# Your objective:
Convert the lines below into a JSON list of strings, one string per line, leaving out blank lines. Include only the lines starting with the line containing "Point out every instance of the balcony railing" and going on through the line containing "x=491, y=157".

# Position annotation lines:
········
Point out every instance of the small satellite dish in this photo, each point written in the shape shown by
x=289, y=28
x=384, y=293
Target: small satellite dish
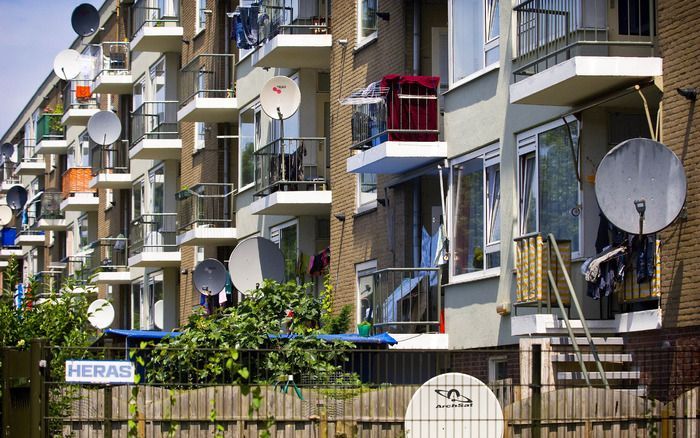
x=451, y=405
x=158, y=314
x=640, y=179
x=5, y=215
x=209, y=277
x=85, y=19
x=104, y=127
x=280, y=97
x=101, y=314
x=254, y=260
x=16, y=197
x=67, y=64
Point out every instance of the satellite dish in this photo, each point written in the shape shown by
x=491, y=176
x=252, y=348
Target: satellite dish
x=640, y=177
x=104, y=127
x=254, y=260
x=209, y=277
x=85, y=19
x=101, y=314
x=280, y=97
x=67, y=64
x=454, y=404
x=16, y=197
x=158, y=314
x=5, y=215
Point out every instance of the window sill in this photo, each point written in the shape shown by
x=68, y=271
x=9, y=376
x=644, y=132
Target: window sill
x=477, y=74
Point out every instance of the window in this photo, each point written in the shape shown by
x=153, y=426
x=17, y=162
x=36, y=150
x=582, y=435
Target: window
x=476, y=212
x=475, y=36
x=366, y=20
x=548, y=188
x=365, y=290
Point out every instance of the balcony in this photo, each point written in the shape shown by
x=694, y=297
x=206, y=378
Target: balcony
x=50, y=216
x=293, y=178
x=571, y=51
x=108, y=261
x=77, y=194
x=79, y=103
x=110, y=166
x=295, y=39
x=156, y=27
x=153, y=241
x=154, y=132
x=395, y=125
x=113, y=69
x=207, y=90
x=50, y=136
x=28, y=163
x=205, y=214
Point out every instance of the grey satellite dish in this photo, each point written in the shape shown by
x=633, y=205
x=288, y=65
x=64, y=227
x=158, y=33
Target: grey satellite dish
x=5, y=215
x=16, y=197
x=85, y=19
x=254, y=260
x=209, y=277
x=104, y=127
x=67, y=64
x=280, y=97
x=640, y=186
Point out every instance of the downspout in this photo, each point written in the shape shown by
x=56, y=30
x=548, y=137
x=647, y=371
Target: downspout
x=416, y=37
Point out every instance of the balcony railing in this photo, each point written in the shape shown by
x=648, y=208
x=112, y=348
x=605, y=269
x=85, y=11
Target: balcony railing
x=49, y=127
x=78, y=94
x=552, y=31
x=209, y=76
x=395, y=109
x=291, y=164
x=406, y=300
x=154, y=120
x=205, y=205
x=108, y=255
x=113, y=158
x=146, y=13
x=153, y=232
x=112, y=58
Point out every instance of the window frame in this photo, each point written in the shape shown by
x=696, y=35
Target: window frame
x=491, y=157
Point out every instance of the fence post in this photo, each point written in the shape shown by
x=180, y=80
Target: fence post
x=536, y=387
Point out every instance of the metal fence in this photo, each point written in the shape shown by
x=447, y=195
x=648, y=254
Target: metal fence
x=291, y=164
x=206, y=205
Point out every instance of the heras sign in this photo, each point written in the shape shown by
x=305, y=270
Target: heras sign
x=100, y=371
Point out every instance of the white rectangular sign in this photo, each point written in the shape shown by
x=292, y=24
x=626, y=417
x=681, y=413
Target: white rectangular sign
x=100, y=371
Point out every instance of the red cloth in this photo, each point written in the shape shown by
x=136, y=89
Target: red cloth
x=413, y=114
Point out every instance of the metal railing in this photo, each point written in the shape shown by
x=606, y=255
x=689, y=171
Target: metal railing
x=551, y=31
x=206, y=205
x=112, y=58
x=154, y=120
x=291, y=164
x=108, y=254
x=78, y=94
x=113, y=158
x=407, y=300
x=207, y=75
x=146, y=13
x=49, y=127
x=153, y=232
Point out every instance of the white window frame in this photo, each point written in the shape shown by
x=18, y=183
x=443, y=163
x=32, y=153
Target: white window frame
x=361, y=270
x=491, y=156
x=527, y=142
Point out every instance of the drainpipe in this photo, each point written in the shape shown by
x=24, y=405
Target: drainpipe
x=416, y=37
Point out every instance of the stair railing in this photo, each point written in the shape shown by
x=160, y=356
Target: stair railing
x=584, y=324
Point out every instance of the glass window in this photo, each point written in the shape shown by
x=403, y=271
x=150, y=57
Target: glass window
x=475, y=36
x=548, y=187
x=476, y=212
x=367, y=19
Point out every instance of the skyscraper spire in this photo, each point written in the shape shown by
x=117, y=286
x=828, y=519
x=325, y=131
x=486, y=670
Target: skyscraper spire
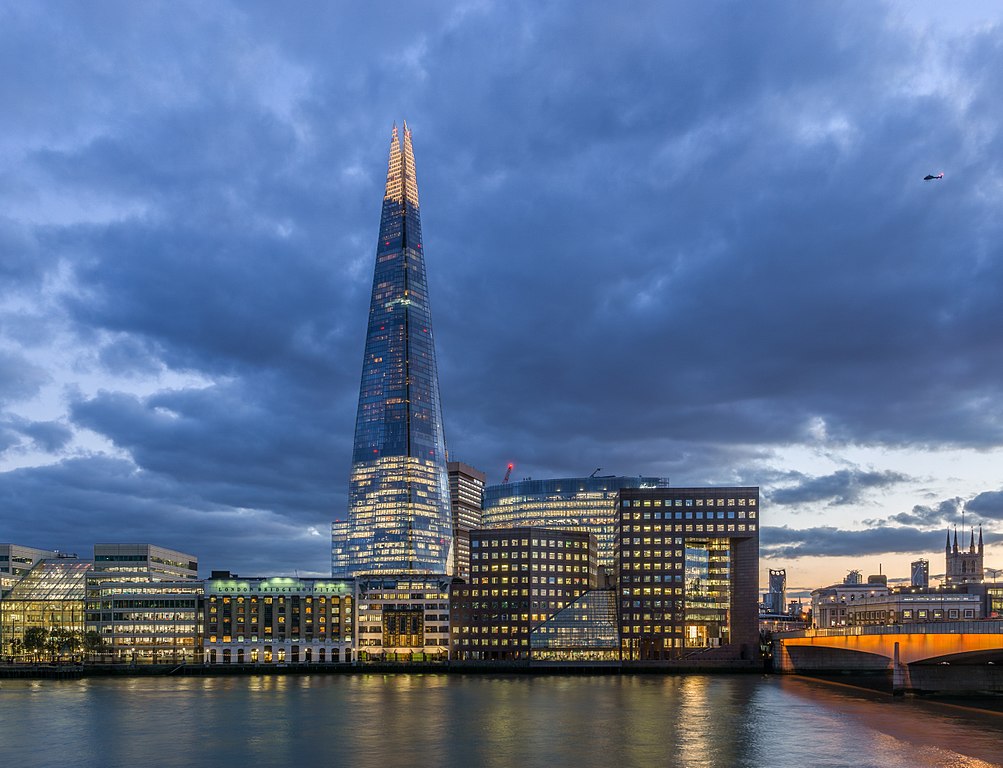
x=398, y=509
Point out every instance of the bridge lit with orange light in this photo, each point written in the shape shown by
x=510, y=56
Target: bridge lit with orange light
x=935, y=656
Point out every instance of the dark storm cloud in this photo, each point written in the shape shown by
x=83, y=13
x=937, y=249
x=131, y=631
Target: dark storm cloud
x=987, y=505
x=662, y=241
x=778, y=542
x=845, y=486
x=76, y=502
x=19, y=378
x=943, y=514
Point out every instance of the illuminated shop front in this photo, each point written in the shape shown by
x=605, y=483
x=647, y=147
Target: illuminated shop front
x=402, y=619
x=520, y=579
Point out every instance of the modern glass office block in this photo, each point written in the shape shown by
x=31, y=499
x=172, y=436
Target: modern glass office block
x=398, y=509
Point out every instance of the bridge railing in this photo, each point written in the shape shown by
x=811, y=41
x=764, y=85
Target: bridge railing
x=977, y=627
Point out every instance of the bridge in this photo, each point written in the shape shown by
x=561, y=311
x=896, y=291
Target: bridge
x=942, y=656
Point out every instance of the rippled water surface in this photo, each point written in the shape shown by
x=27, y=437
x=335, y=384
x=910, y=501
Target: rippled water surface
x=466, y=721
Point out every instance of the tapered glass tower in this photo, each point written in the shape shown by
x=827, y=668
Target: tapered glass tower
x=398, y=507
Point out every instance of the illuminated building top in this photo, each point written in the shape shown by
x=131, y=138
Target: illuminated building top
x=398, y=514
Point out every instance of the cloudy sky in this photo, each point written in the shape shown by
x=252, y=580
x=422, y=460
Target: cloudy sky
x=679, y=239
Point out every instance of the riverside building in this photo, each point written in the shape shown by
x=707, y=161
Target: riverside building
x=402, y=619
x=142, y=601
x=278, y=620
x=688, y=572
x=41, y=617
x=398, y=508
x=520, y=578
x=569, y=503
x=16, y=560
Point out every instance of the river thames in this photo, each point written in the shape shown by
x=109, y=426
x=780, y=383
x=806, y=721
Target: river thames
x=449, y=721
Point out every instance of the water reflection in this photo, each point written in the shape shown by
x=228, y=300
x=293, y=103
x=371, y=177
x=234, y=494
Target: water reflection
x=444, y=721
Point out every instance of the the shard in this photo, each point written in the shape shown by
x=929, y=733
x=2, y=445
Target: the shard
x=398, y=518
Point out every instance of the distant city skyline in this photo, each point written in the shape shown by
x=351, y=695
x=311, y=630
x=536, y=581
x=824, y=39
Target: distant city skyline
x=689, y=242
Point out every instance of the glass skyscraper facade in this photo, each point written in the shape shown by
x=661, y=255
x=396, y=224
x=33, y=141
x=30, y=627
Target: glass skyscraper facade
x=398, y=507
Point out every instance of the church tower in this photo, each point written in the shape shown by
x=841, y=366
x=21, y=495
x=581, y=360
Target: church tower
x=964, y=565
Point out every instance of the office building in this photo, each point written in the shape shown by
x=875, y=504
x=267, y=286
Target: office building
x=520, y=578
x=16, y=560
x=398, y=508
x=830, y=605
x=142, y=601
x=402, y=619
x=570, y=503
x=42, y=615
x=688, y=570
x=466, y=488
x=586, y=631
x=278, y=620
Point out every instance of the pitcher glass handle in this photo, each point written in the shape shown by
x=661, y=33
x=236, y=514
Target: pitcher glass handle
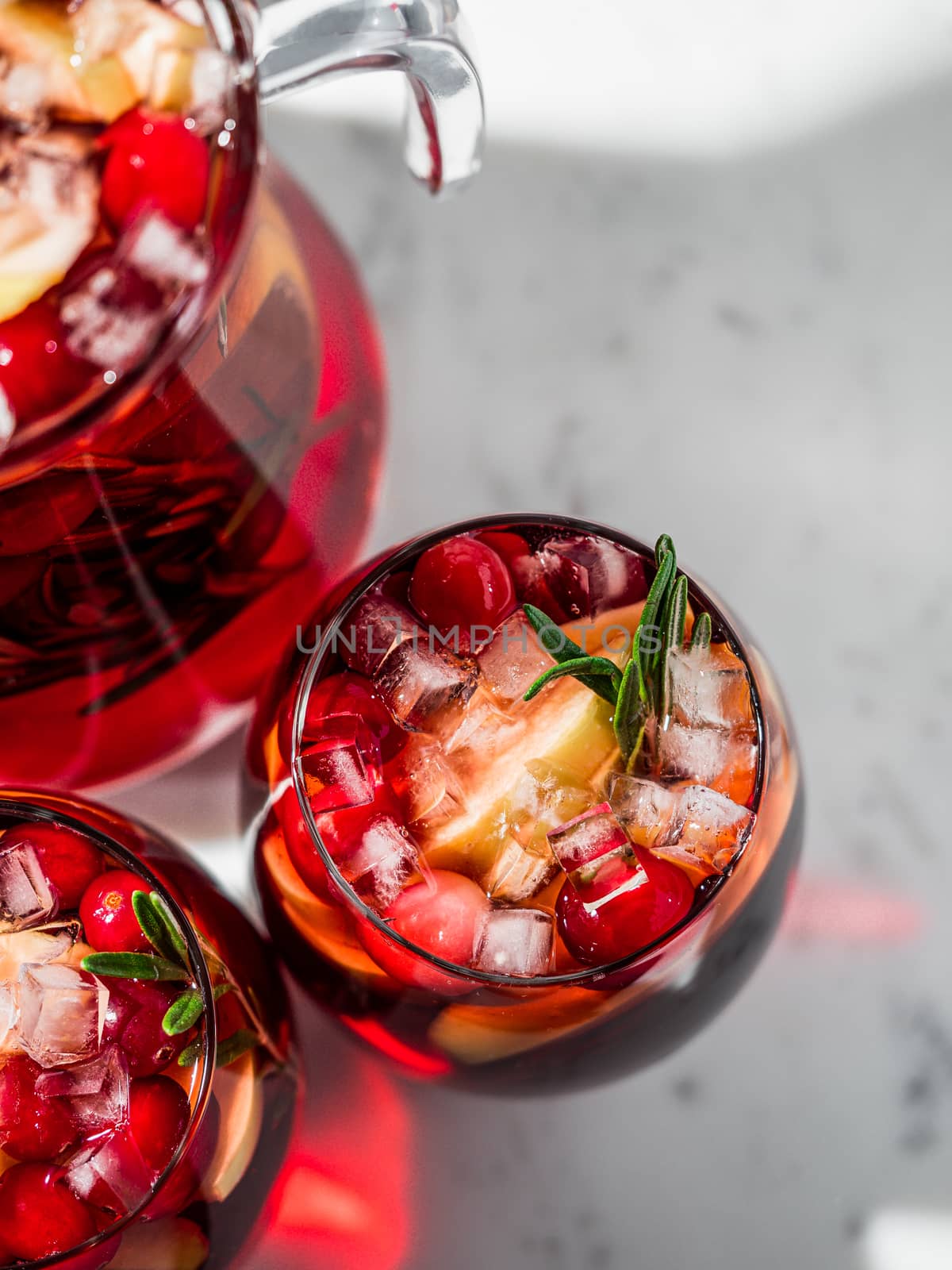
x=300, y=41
········
# Task output:
[
  "Point out every instance of the balcony railing in this photo, each point written in the shape shown by",
  "x=648, y=208",
  "x=112, y=348",
  "x=605, y=269",
  "x=85, y=11",
  "Target: balcony railing",
  "x=49, y=127",
  "x=78, y=94",
  "x=552, y=31",
  "x=209, y=76",
  "x=395, y=109",
  "x=291, y=164",
  "x=406, y=300",
  "x=154, y=120",
  "x=205, y=205",
  "x=108, y=255",
  "x=113, y=158",
  "x=146, y=13",
  "x=153, y=232",
  "x=112, y=58",
  "Point out every instance of the window frame in this photo, each point written in the shape shown by",
  "x=696, y=35",
  "Target: window frame",
  "x=491, y=157"
]